Copy each of the following lines word for word, without changing any character.

— START RECORDS TO PROCESS —

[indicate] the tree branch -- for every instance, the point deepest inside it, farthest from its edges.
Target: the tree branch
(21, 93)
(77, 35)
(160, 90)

— END RECORDS TO PROCESS —

OUTPUT:
[indicate] the tree branch -- for every instance, the point deepest inside it, farthest from its edges.
Target: the tree branch
(21, 93)
(77, 35)
(160, 90)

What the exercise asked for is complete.